• Check your understanding:
**a.** From the text below on the Ndebele Cultural Village, list every form of entertainment it names.
**b.** According to the text below on the Ndebele Cultural Village, how many households benefit from the establishment?
**c.** Continue the text below on the Ndebele Cultural Village from the point where it stops.

• Text under study:
────────

The Ndebele Cultural Village started operating in 1999.This village depicts the Ndebele way of life. Infrastructure: To date there are five huts which were constructed using local resources. It is in these huts where different aspects of the Ndebele culture are depicted. These include the Indulangama hut (Sangoma hut) and the dispense house for grinding traditional medicine. The village is in the process of constructing the reception centre. This was funded by funded by ORAP and it is about 90% complete. They are also expecting US$ 10,000 from the Culture Fund to build a museum for traditional artifacts.
Management of the facility: The facility operates under a registered Trust whose Board of Trustees oversees its management. The Trust operates a bank account. The establishment benefits 230 households and is run by a committee of 8 members (4 women and 4 men). The management committee is active although meetings are irregular. There are no formal employees at the center. The representatives of the management committee are responsible for the day to day running of the village including the supervision of the construction works underway.
Accommodation – camping on site is provided either in the grounds or in the gazebo, no bedding provided, and self catering. No safe water facilities for visitors’ overnight use.
Access – Access through Matobo National Park, road rugged, not well serviced. 2.5 hour drive from Bulawayo.
Amenities – limited development, public bath and toilet under construction, no visitor reception area or interpretive center; no piped water and power supply on the site, clinic is a distance, Attractions – Scenic drives, close to World Heritage sites, Ndebele crafts, rock paintings
Activities – Entertainment and catering services are provided by selected members of the local communities. Entertainment includes traditional dances by men and women, herbal medicine, sangoma clinic and nature walks to the caves. Children are also very actively involved in dancing.

────────

• Source material:
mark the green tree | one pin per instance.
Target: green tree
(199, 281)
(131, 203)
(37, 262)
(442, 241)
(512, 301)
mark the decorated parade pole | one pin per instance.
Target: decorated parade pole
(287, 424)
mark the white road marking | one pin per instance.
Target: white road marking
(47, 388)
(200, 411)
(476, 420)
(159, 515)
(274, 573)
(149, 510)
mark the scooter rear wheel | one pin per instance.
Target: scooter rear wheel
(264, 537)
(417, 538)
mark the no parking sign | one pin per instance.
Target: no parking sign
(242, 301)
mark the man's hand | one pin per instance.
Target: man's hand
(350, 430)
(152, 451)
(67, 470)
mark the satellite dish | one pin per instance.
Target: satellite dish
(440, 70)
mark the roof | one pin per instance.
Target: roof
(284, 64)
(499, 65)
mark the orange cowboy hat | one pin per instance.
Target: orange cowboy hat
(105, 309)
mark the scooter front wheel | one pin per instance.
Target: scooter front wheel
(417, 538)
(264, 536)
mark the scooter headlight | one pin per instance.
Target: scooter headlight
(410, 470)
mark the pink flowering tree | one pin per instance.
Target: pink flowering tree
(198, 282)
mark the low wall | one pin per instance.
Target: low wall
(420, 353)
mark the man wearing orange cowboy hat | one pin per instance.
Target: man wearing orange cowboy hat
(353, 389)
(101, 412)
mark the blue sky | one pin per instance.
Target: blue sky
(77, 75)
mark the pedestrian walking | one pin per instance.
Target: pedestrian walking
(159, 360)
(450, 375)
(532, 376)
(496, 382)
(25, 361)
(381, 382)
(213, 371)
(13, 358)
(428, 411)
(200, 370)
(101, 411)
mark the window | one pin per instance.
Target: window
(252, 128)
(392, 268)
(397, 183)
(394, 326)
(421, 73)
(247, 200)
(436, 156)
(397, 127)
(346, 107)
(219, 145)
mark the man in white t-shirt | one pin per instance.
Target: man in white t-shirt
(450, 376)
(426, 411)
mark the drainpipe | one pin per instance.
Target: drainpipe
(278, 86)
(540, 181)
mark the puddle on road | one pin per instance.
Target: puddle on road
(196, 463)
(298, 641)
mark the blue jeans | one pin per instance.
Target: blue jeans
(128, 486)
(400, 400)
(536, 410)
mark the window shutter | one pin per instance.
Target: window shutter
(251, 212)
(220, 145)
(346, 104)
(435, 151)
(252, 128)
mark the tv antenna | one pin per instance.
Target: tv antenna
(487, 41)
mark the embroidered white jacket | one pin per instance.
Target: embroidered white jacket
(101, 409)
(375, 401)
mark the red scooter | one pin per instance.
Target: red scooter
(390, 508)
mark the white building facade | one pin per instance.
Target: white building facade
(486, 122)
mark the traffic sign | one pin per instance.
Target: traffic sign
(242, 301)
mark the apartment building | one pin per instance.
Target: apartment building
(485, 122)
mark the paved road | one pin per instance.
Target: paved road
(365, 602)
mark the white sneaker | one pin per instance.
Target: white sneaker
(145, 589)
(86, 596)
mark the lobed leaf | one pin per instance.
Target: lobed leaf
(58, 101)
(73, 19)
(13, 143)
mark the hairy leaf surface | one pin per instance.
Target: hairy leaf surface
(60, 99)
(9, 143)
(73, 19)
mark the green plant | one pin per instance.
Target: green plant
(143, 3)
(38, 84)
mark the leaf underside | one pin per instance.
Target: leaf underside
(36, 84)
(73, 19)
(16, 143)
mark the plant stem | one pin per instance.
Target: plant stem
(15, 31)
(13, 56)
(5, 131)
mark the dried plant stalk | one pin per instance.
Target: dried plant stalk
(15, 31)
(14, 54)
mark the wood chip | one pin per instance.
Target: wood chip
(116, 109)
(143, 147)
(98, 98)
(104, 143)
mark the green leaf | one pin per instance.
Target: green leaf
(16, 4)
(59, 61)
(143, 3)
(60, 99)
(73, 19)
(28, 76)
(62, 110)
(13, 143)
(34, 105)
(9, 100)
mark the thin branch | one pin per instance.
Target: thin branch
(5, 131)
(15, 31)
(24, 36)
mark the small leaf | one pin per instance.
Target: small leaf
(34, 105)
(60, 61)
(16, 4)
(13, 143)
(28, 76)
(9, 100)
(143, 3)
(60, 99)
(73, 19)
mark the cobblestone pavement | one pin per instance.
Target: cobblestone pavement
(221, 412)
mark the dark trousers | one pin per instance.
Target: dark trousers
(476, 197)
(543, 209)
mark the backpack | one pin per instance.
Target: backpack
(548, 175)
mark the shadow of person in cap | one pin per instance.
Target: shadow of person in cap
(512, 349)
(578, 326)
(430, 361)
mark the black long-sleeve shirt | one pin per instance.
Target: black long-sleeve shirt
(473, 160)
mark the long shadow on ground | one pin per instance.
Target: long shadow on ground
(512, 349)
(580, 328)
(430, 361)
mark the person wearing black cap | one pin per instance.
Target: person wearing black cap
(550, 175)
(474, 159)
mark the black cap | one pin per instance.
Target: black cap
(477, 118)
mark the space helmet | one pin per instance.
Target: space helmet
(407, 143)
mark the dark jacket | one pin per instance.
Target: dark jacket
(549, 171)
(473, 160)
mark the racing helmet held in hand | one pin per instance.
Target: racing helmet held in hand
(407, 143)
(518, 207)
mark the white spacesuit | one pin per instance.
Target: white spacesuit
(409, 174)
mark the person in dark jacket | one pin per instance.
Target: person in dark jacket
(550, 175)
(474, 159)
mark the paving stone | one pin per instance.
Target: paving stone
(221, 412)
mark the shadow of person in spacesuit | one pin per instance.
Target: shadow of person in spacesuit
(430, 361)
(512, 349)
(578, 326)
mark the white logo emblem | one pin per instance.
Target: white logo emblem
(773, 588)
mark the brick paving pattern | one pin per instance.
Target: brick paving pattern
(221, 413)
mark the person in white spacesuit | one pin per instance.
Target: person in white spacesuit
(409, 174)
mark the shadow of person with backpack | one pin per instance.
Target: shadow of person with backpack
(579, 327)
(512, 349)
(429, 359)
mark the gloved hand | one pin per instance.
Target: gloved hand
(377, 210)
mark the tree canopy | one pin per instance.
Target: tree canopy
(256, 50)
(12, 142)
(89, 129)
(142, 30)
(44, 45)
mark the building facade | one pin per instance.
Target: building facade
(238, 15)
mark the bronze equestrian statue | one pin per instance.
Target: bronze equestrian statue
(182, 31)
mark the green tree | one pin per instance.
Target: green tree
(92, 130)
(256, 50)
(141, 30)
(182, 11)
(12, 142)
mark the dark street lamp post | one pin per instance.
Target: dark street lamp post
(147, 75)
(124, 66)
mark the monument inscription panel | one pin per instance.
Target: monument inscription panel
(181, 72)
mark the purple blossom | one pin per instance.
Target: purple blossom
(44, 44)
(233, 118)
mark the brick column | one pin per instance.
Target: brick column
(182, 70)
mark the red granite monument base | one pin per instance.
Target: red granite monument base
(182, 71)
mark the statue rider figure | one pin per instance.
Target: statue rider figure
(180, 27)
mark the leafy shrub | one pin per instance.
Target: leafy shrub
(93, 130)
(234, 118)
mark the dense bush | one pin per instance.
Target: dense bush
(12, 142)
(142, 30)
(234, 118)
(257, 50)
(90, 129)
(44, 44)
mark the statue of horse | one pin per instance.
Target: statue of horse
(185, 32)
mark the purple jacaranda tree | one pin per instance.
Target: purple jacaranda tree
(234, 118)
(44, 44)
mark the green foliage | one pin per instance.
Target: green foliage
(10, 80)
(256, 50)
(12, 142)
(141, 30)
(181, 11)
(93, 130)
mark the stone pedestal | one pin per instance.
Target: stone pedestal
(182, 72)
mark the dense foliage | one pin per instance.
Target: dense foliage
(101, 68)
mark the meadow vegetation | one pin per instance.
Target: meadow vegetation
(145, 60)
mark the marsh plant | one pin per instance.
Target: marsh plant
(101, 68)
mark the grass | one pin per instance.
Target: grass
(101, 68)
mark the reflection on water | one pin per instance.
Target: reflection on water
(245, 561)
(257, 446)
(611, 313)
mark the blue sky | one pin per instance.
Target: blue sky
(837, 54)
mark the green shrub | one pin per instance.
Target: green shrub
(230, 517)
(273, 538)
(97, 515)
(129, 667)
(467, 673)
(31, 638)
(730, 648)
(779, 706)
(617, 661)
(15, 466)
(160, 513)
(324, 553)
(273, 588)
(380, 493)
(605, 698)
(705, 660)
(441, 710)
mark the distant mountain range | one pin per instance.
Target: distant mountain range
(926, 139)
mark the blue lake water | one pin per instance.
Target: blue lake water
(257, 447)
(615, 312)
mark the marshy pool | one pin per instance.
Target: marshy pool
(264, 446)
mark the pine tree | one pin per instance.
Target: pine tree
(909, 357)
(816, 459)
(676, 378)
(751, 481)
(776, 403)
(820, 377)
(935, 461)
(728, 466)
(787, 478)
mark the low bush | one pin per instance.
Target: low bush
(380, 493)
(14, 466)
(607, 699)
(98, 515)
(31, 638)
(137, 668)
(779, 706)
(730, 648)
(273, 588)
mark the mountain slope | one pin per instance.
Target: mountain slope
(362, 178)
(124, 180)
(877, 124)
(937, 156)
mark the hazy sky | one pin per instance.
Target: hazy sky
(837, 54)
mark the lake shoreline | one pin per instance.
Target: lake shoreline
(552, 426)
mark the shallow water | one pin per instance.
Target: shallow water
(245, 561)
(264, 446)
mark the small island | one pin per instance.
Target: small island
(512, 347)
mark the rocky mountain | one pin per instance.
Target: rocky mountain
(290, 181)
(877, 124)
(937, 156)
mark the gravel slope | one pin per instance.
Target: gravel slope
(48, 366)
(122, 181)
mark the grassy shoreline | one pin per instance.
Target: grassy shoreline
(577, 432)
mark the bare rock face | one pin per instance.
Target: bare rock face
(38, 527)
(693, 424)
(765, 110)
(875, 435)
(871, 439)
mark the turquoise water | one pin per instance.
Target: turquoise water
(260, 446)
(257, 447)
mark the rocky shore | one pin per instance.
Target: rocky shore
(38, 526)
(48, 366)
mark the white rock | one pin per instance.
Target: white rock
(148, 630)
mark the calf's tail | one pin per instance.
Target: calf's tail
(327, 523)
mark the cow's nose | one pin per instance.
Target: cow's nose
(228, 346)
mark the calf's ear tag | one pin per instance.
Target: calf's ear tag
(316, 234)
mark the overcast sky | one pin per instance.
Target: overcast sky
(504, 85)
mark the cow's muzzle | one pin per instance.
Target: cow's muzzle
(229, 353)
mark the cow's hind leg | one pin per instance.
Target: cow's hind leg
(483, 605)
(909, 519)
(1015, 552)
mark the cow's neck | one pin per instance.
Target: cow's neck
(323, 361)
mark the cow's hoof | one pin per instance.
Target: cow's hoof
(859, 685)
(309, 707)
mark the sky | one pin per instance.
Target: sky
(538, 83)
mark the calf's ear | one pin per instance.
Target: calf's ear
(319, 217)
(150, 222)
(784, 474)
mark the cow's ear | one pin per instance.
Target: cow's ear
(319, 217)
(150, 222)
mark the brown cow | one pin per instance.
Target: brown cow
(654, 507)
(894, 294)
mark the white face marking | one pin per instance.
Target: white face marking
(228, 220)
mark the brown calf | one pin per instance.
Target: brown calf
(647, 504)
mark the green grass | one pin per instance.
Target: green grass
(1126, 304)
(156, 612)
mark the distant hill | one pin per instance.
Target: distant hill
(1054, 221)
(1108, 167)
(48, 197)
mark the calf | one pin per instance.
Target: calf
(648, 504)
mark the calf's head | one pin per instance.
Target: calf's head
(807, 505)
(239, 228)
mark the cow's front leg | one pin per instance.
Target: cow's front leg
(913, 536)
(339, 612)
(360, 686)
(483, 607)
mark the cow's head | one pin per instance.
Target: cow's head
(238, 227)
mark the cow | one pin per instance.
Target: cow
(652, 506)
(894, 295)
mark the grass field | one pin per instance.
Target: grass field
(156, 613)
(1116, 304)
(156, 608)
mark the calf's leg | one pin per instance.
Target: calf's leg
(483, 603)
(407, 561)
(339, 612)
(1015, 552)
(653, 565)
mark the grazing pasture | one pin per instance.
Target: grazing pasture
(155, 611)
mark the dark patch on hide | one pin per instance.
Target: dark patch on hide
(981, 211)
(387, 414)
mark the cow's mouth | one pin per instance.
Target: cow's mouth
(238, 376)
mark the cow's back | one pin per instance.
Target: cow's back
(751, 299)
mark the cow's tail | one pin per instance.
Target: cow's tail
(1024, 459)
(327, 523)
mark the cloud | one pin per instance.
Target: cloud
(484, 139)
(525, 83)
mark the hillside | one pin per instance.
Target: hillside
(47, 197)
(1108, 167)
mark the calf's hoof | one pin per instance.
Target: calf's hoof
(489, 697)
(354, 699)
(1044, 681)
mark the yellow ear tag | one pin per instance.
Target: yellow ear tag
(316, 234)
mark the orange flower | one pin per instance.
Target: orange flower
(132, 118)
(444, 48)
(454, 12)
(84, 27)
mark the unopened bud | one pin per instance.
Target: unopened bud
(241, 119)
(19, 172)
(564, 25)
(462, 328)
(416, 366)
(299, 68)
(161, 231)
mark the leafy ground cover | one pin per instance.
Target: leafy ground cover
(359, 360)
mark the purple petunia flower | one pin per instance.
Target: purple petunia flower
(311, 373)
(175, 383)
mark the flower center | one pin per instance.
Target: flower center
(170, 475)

────────

• Solved problems:
**a.**
- Traditional dances by men and women
- Herbal medicine
- Sangoma clinic
- Nature walks to the caves

**b.** 230 households.

**c.**
Awareness – Limited publicity and marketing of the facility, communication is the greatest challenge. no network coverage of all cellular networks, poor accessibility, and lack of marketing skills for the product. There is limited information on the STEP website. As a result, visitors to the facility are very low. On average they receive 3 day visitors a month. This includes official visitors from Government and NGOs on familiarization visits. Main Challenges: The study noted a number of challenges facing this development. Although there is a set and agreed development plan, there has been no meaningful capital injection to implement the plan. The management has limited management and marketing skills although there are many opportunities to establish joint packages with tour operators to the World Heritage site. Communication is also a main challenge despite that a few cell network boosters have been erected within the vicinity of the facility. Future Prospects: The center is one of the few initiatives in the area and offers a diversity of exciting visitor experiences with great chances of day visits from the Park and the World Heritage Site. The centre intends to revamp its ablution, refurbish the huts, and build four bee hive huts as part of its growth. There is current construction work in progress although the pace is slow. To further enrich the product, the community recently discovered some rock paintings and caves nearby, about 3km from the cultural centre and this is likely to boost the facility’s product and activity portfolio.